▸ **Text excerpt**:

The projects each propose a 4.8-megawatt turbine sited on agricultural parcels south and north of East Twentieth Road (nearest addresses 2520 and 2580 East Twentieth Road). The petitioner said the turbines are sized to produce roughly 1,500 homes’ worth of electricity per turbine and will interconnect to the Ameren distribution system. Project materials and studies submitted to the county included an IDNR EcoCAT review, US Fish & Wildlife IPaC correspondence, FAA determinations, shadow-flicker and sound modeling, a decommissioning plan tied to AIMA financial-assurance standards, a transportation/haul-route assessment, and an emergency-response plan.

Why it matters: The proposals raise recurring zoning and public-safety questions — sound, shadow flicker, bird and bat impacts, drainage at small stream crossings, and heavy-component haul routes — and the board attached conditions intended to document and manage those risks before or during construction.

Most important facts
- New Leaf Energy presented two companion petitions for one 4.8-MW turbine on each of two parcels (about 101 acres for the southern site, about 62 acres for the northern site). The applicant said both sites rely on the same technical studies.
- The applicant and consultants told the board the predicted maximum sound level at nearby receptors is about 43 decibels and that the shadow-flicker model predicts up to about eight hours per year at the nearest nonparticipating receptors. The consultant also stated the projects meet Illinois Pollution Control Board octave-band limits in the submitted report.
- IDNR requested curtailment during a specified bird-migration window; the project team said it “committed to that curtailment,” as incorporated into the site design and economics.
- LaSalle County Soil and Water staff said it does not perform a full LISA on turbines but reviewed the natural-resource inventory and worked with the applicant on drainage crossings; the applicant redesigned access crossings to match district specifications.
- The applications include a site-specific decommissioning estimate, and the board required financial assurance consistent with the AIMA before building permits.
- The applicant plans to install a temporary MET (meteorological) tower; staff said a MET tower will be erected to collect additional wind data for financing. The applicant told the board MET-tower data collection is planned to begin in September.

Discussion and conditions
Board and staff discussion focused on haul-route geometry and temporary road modifications for oversized turbine components, local drainage crossings and compliance with Soil & Water specifications, emergency-response coordination with the Grand Ridge Fire Department and LaSalle County Emergency Management, and the need for model-specific noise and shadow-flicker validation at the building-permit stage. The land use director read a set of conditions the board attached; among the board’s requirements were: that the owner post financial assurance for decommissioning consistent with the AIMA before permits are issued; that road-use and township/county road agreements be executed before building permits; that the owner provide yearly third-party inspection certificates and maintain a complaint log, a public telephone/email contact for complaints, and that LaSalle County may procure independent testing at the owner’s expense if warranted. The board also required adherence to IDNR and Soil & Water recommendations and coordination of annual emergency-response drills.

▸ **Instruction A**:
Answer these questions about the wind-turbine summary above:
(i) What capacity does each proposed turbine have?
(ii) What is the predicted maximum sound level at nearby receptors?
(iii) In what month is MET-tower data collection planned to begin?

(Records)
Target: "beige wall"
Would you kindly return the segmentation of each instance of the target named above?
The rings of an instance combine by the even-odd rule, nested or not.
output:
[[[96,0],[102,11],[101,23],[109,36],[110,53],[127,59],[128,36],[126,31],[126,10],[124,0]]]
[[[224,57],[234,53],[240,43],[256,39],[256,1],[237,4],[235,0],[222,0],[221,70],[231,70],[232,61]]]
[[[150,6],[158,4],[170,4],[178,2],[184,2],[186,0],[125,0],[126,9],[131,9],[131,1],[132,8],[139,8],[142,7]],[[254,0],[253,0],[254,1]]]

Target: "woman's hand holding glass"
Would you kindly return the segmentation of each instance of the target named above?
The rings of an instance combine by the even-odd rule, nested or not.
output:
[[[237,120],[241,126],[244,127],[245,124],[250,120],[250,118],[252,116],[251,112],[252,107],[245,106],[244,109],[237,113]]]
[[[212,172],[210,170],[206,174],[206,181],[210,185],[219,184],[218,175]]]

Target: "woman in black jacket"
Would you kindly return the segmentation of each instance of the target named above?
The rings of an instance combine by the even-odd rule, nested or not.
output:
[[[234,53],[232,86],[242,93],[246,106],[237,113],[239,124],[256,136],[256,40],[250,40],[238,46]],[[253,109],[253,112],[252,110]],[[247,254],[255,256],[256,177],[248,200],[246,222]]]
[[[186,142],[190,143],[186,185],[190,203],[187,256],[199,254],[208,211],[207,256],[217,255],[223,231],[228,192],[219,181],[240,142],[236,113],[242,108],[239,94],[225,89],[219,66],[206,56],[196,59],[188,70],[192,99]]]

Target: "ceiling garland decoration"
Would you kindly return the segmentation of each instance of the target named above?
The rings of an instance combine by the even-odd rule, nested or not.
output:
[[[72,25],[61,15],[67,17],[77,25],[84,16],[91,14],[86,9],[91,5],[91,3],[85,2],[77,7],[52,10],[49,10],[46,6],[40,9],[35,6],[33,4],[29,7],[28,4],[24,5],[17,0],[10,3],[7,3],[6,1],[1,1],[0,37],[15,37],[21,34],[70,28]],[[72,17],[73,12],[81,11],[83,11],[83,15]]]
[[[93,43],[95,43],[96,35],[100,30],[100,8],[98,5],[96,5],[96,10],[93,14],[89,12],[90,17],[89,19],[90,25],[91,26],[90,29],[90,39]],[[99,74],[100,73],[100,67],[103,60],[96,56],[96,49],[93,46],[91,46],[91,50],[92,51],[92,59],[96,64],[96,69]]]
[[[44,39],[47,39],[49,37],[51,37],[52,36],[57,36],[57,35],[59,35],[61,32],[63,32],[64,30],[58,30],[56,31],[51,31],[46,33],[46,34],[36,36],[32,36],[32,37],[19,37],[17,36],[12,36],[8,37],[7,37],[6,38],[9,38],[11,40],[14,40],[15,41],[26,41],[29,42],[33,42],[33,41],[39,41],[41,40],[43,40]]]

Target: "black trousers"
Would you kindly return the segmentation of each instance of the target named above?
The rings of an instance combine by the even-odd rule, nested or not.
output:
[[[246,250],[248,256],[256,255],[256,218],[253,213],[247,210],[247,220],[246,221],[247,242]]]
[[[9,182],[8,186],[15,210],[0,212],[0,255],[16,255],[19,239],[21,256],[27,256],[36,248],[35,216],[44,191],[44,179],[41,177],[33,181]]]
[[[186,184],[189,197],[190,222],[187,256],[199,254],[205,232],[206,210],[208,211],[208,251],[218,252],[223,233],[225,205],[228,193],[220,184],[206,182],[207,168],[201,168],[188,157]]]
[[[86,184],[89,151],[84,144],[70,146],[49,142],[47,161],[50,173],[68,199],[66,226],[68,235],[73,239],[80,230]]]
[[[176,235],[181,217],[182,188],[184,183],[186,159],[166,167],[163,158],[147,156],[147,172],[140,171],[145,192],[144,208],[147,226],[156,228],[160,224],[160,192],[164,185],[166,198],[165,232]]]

▸ **Instruction B**:
Which lines in the rows above contain the word "black"? Select and copy each of them, and treat case as significant.

▸ **Task response A**:
(i) 4.8 megawatts
(ii) About 43 decibels
(iii) September

▸ **Task response B**:
Target: "woman in black jacket"
Target: "black trousers"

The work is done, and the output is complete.